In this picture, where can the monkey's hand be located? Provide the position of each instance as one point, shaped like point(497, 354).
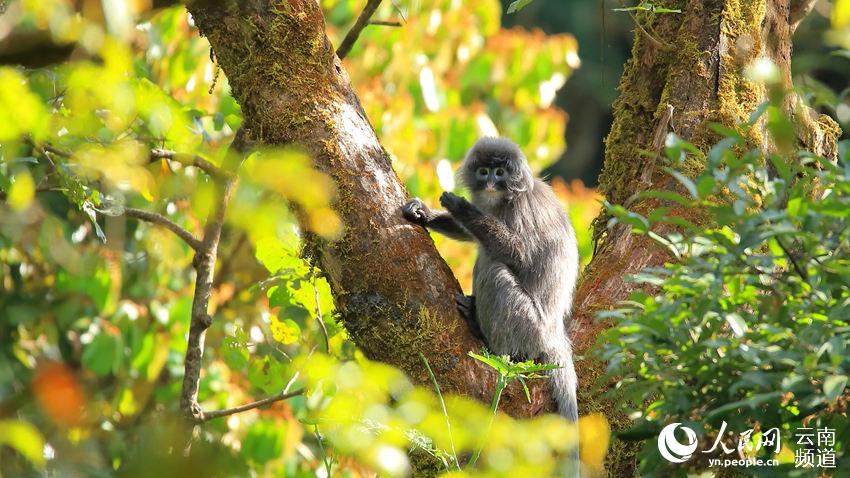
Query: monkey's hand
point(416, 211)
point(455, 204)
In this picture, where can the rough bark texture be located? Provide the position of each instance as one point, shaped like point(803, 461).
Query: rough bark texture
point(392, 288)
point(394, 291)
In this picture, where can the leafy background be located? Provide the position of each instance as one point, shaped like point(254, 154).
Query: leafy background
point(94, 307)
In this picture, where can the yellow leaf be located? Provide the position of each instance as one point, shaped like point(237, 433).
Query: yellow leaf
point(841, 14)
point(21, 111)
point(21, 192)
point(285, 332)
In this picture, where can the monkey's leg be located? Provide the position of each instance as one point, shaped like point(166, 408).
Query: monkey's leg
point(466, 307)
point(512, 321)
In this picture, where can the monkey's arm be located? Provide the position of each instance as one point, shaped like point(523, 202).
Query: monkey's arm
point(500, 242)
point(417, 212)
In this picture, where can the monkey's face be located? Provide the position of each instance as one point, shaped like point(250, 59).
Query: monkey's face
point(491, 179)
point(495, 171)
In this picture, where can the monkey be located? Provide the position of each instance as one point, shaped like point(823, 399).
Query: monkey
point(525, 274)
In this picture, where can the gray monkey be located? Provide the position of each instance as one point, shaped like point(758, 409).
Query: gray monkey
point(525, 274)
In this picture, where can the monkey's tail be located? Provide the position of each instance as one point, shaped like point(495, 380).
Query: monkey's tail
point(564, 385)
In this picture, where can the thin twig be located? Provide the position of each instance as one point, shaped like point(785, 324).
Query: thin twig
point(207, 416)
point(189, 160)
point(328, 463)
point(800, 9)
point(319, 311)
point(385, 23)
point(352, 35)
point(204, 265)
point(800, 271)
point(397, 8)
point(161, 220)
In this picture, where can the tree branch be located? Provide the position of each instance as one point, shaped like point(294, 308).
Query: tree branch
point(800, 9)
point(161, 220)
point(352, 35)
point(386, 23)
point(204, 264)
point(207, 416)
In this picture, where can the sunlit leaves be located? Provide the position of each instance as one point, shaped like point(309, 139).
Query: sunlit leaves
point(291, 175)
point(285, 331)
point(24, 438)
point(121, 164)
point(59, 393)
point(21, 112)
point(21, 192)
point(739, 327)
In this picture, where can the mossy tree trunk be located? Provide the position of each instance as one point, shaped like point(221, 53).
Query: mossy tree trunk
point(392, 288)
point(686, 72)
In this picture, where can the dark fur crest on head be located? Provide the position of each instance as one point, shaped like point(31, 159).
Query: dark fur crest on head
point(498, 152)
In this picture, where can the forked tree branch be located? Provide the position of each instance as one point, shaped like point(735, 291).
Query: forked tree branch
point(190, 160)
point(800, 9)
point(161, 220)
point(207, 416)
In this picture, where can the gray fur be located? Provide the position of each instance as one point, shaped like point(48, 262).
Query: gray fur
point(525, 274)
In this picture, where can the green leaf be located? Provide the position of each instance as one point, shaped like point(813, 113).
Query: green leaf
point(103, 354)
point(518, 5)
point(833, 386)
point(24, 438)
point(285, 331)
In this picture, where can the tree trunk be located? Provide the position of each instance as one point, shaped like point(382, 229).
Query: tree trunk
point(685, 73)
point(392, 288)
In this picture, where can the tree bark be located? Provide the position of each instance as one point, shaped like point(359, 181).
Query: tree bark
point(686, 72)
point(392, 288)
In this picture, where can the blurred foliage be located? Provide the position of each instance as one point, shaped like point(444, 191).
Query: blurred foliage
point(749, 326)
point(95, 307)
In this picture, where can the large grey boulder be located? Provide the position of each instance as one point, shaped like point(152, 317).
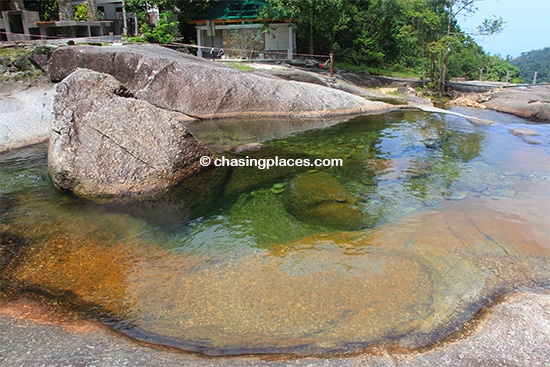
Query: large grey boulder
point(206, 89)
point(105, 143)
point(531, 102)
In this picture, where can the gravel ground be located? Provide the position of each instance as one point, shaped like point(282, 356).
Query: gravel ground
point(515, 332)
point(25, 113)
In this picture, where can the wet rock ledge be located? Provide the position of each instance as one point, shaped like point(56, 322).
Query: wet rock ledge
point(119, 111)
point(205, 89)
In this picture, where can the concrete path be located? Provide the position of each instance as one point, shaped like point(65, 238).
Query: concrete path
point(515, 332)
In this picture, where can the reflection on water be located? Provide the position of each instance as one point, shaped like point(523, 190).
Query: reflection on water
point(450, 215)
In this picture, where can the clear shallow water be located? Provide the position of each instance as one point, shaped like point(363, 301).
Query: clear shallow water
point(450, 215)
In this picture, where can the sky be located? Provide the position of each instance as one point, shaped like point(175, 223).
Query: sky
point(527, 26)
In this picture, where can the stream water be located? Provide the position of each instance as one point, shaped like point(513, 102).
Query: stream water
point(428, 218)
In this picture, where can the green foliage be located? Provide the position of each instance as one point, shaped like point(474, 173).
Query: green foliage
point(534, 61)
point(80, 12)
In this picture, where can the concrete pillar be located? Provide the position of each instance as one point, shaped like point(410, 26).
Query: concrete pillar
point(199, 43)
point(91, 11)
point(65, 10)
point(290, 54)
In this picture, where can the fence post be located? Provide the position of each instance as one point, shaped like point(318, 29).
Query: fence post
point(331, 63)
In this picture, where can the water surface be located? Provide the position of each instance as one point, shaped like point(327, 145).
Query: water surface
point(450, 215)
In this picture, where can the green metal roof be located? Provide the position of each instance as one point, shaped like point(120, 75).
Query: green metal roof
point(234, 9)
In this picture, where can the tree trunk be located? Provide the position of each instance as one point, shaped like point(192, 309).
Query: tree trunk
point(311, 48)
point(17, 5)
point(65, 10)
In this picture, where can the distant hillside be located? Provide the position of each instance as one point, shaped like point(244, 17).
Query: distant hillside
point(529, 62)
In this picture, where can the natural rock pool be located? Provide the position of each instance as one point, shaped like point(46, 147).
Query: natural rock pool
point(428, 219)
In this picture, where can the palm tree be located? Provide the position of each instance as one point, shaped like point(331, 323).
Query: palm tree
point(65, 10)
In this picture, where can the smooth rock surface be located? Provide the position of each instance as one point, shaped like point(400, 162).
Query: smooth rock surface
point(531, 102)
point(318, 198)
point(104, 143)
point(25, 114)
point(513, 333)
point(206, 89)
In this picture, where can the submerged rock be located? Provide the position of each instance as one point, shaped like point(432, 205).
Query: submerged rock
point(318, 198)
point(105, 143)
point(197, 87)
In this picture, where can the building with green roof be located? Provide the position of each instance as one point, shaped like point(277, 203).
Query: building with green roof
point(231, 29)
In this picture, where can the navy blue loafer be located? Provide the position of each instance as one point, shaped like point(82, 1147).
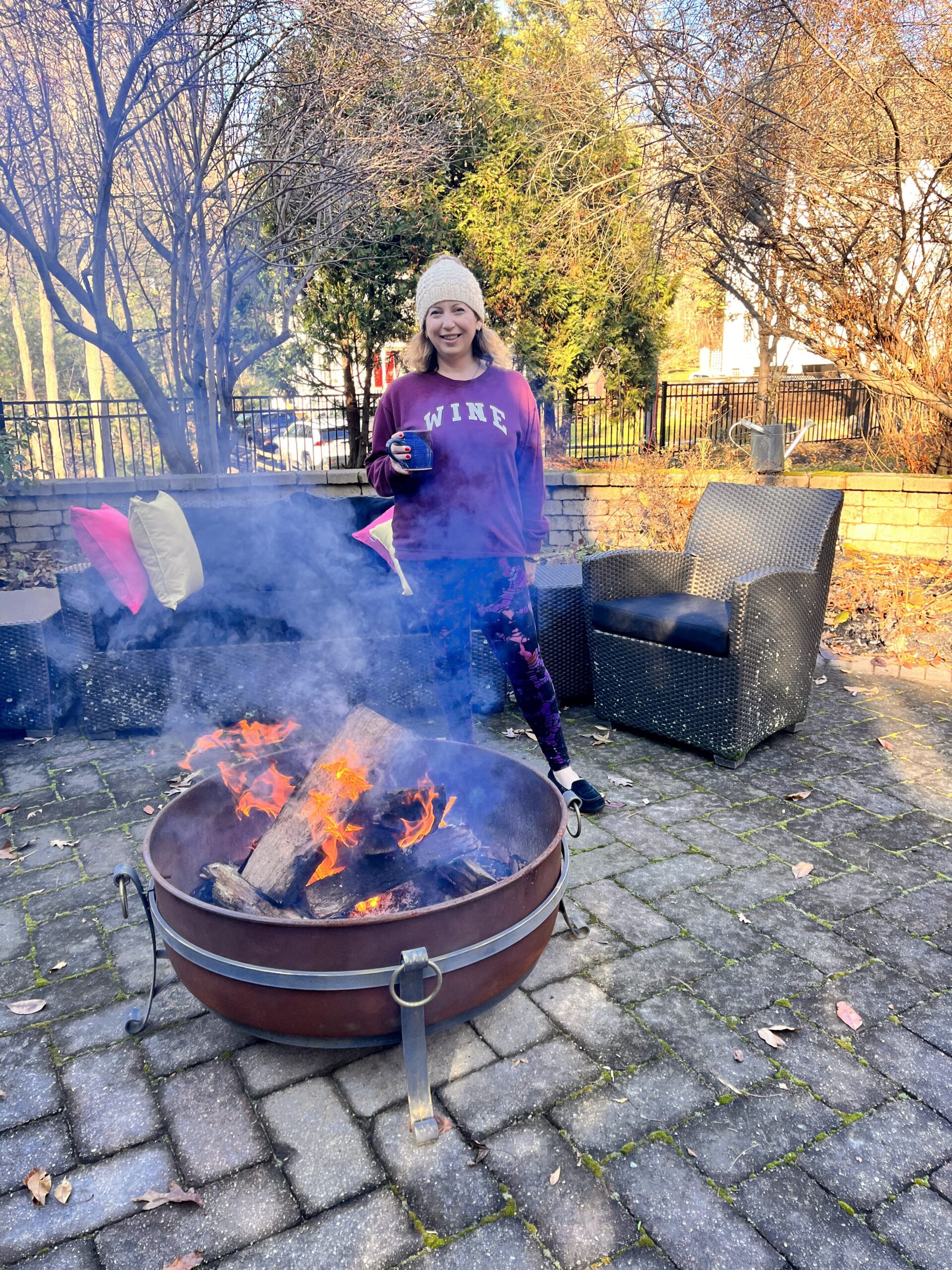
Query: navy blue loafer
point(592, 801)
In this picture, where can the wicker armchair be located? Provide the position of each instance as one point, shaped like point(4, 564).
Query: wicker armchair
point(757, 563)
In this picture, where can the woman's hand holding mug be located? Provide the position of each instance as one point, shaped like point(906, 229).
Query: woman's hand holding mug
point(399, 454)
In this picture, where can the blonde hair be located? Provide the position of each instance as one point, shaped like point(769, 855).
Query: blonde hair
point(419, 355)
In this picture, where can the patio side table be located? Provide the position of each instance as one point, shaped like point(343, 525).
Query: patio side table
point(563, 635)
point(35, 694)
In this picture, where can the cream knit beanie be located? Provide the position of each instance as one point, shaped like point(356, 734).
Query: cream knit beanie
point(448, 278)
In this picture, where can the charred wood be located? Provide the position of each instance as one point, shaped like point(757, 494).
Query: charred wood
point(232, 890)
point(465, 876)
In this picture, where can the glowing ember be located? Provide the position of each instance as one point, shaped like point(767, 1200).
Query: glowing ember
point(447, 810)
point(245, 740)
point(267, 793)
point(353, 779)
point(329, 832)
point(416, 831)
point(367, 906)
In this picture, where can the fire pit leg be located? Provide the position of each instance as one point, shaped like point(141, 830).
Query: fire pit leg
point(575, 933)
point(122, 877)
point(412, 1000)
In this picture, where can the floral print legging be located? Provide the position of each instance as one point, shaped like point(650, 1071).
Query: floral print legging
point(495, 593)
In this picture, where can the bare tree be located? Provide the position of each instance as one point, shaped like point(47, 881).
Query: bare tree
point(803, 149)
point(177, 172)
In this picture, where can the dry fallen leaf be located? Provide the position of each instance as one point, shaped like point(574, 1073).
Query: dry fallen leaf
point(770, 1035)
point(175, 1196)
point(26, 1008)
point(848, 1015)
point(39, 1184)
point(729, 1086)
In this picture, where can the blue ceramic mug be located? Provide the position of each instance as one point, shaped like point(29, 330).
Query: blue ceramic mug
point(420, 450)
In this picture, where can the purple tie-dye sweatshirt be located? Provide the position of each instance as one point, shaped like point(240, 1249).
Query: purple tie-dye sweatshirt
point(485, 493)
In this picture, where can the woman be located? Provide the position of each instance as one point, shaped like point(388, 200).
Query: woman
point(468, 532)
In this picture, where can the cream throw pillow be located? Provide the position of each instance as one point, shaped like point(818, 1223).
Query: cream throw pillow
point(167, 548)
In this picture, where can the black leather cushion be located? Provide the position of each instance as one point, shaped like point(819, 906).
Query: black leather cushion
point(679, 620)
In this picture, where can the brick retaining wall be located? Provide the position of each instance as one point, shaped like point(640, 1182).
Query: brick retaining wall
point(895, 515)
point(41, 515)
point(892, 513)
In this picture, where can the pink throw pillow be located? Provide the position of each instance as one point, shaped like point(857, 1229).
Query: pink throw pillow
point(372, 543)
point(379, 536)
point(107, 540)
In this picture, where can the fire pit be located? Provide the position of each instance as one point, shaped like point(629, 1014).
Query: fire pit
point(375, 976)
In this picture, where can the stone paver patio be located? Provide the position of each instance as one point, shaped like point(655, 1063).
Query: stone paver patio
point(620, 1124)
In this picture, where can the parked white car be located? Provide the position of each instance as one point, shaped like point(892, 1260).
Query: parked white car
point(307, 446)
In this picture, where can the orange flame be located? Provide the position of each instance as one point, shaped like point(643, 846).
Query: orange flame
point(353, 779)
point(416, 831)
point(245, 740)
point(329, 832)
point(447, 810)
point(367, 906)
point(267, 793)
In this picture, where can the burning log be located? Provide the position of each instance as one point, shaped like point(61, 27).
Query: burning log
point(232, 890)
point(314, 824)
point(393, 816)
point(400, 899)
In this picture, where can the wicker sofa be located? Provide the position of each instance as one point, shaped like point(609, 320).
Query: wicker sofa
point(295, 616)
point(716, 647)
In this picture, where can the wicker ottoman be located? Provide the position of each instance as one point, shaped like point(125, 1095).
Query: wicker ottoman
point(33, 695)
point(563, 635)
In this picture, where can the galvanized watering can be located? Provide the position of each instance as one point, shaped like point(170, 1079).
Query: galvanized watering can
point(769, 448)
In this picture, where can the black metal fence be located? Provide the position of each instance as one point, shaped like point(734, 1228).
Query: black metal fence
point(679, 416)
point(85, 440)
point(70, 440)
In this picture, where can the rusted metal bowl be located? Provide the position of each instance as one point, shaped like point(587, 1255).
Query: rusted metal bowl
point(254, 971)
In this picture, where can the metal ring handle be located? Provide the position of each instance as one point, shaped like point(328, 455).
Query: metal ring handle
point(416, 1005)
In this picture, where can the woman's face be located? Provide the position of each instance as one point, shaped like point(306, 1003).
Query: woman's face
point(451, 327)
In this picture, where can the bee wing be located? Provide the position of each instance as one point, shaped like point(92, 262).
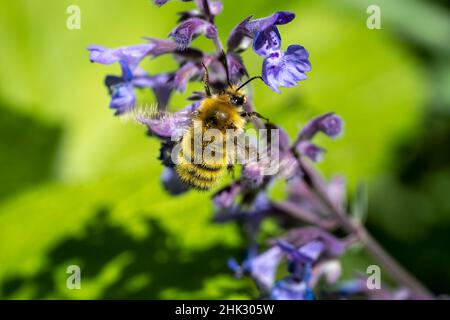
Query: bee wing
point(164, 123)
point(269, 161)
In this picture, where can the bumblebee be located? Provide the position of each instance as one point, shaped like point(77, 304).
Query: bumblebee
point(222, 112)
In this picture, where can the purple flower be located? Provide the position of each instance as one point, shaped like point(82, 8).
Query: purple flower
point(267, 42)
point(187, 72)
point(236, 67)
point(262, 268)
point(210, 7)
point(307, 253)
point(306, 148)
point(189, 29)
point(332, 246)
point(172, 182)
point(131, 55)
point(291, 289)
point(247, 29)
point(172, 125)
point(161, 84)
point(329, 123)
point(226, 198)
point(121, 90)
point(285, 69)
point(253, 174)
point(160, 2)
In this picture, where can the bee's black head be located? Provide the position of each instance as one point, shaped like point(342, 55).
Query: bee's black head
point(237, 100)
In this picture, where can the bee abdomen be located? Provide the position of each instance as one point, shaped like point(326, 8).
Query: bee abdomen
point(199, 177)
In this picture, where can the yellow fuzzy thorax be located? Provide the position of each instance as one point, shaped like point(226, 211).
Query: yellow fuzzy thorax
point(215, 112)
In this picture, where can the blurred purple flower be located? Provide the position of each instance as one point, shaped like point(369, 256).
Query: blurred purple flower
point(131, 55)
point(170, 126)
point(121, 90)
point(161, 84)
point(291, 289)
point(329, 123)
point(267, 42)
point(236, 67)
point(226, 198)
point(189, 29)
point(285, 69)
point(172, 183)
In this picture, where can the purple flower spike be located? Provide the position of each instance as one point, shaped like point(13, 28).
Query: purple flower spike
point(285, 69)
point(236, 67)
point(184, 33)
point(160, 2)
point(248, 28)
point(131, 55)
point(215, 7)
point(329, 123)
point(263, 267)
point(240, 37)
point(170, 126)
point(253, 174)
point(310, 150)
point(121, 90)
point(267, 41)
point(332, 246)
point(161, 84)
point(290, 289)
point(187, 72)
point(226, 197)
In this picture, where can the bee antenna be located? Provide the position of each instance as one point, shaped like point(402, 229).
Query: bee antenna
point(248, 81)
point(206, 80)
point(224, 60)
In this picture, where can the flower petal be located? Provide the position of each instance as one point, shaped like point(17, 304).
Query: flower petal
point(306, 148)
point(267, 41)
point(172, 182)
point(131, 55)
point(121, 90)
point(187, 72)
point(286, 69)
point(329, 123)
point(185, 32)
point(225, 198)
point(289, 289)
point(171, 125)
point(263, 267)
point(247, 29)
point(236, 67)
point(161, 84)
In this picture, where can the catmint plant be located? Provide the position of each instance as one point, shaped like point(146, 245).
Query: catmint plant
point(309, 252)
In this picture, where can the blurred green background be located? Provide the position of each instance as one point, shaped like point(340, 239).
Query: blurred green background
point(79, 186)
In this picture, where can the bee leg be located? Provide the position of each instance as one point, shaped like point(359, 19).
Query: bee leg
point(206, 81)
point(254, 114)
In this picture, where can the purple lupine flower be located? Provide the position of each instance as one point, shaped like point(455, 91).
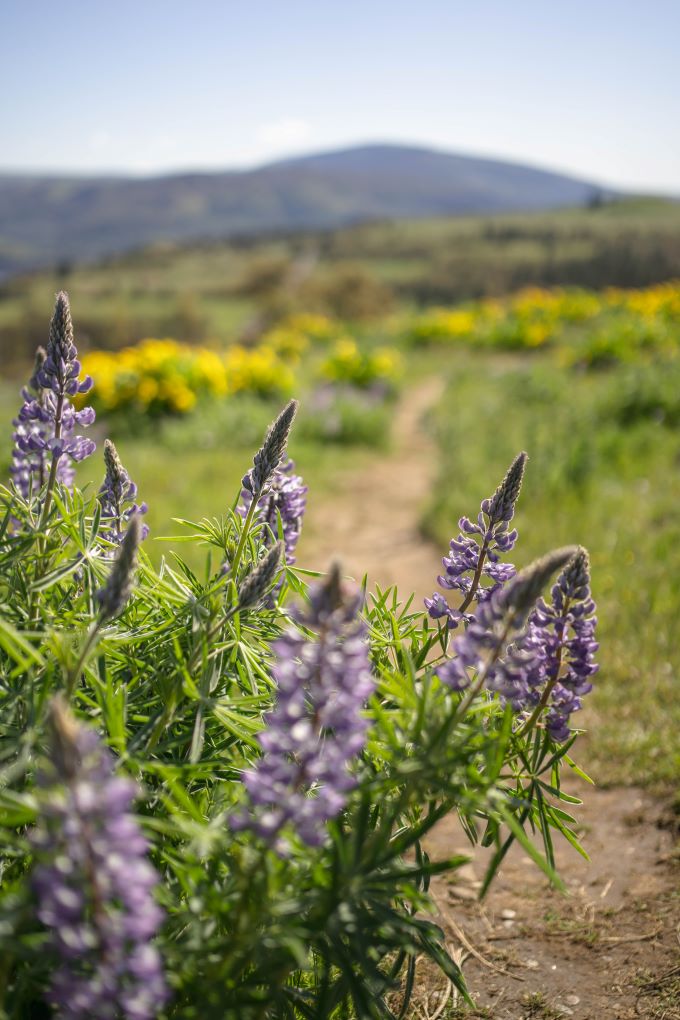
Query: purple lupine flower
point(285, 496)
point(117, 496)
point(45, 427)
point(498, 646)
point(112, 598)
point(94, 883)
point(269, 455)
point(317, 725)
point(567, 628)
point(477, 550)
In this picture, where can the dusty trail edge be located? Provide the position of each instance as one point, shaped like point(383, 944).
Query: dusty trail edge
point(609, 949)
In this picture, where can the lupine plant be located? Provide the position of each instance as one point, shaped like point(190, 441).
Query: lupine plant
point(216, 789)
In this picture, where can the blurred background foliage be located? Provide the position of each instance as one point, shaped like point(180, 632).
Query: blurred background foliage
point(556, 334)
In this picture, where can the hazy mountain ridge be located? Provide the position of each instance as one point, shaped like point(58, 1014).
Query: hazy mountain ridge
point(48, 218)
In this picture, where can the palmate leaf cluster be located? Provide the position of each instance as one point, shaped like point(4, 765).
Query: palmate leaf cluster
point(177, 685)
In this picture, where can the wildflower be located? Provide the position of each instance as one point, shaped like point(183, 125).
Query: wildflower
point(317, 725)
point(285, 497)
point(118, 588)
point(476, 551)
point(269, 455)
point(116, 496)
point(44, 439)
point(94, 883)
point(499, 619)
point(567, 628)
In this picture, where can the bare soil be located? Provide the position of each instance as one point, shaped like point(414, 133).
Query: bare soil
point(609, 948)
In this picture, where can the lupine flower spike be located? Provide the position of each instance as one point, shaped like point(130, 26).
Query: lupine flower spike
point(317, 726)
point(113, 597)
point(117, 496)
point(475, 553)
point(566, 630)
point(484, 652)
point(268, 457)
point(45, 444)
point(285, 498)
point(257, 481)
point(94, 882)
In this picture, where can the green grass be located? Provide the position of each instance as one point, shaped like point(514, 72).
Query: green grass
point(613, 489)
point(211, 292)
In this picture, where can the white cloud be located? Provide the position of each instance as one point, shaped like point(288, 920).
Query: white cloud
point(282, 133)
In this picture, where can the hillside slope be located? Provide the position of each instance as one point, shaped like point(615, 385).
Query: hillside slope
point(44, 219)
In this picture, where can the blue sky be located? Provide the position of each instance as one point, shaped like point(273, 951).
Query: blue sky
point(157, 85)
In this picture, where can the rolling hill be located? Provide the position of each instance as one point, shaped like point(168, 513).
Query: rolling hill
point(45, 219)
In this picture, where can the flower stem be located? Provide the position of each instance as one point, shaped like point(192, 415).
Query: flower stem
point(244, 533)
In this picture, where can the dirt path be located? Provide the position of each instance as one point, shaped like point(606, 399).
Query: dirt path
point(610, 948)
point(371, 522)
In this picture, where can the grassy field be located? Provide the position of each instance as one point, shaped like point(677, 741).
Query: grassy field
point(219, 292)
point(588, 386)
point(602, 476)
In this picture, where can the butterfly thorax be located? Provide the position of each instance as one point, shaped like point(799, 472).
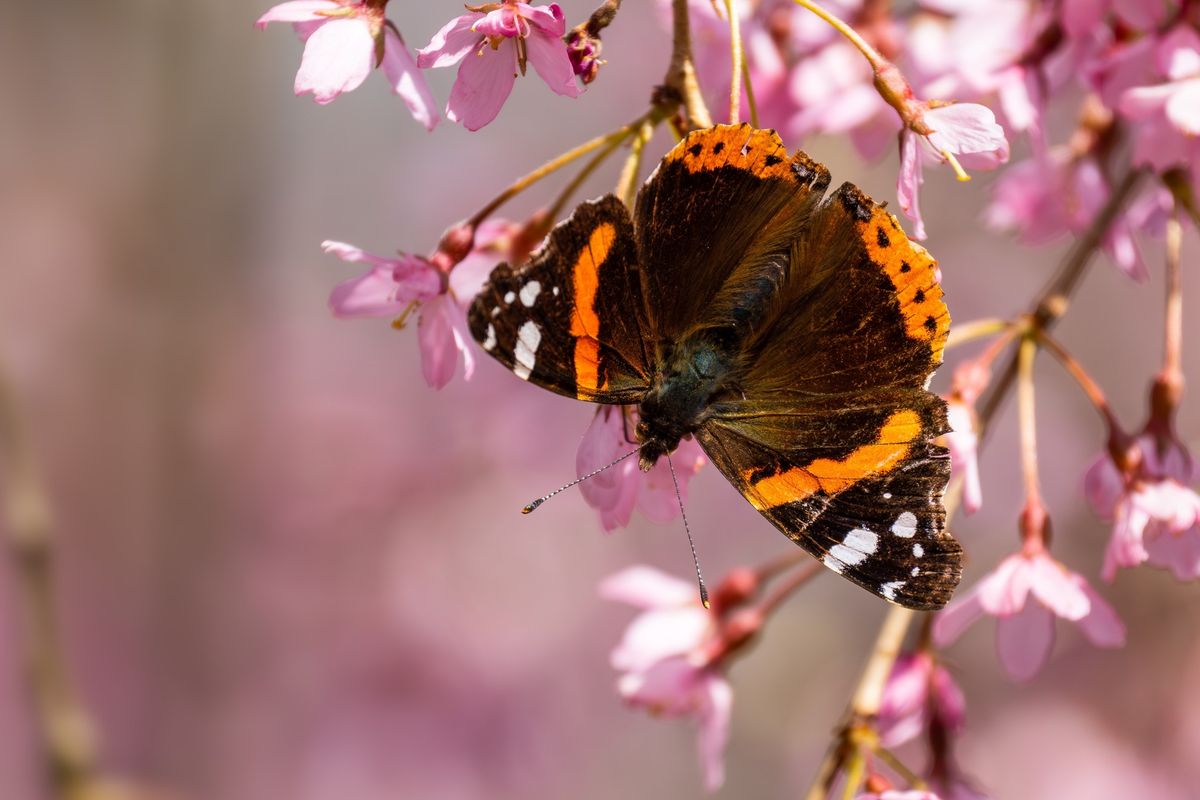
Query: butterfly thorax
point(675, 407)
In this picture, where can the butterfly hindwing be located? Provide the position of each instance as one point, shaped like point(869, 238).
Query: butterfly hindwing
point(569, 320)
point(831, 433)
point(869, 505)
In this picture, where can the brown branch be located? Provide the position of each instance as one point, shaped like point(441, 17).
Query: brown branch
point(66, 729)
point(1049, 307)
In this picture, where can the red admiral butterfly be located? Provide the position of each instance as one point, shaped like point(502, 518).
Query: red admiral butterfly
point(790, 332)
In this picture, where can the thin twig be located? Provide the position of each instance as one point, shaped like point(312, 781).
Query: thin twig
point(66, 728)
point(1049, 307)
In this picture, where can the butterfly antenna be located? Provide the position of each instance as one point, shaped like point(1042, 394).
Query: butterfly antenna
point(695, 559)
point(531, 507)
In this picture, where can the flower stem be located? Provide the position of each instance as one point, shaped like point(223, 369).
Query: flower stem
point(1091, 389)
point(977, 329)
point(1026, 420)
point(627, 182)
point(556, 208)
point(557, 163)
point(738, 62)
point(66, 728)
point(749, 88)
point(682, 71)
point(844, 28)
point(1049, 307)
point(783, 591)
++++++
## [WHAT TO PRODUCE]
From the line containing "Query: grassy field" to the final line above, both included, transcribe every line exactly and leave all pictures out.

## [SOLUTION FOR THIS TASK]
Query: grassy field
point(219, 292)
point(588, 386)
point(602, 476)
In this picture, where can the butterfly thorax be located? Provide the position of each instance as one point, shaped like point(799, 472).
Query: butterfly thorax
point(675, 407)
In this picture, where can the butterfly hindwing be located? Provide the position of each instance as one point, shaped like point(869, 238).
Query: butterfly hindwing
point(569, 320)
point(831, 433)
point(869, 505)
In this picture, where can the brown branch be located? Provide the position of each instance as one point, shaped like point(441, 17).
Query: brown branch
point(66, 729)
point(1049, 307)
In this picture, where can the red admiral butterfly be located? Provide the position of each instance as one point, shaped like point(502, 518).
Query: red admiral butterfly
point(790, 332)
In this picture, where can the thin twig be located? Provide the position of each instance as one point, shaped like point(312, 781).
Query: thin twig
point(66, 728)
point(1049, 307)
In this picture, where can the butterfly antenna be located? Provide the position of each instance as one point, shaped like point(1042, 394).
Query: butterfly antenna
point(695, 559)
point(531, 507)
In this picture, where can the flower stem be located? Provide the position of each instance as one point, shaped like point(223, 369).
Query: flower stem
point(1091, 389)
point(977, 329)
point(1026, 420)
point(627, 182)
point(556, 208)
point(557, 163)
point(738, 62)
point(66, 728)
point(749, 88)
point(682, 71)
point(844, 28)
point(1049, 307)
point(783, 591)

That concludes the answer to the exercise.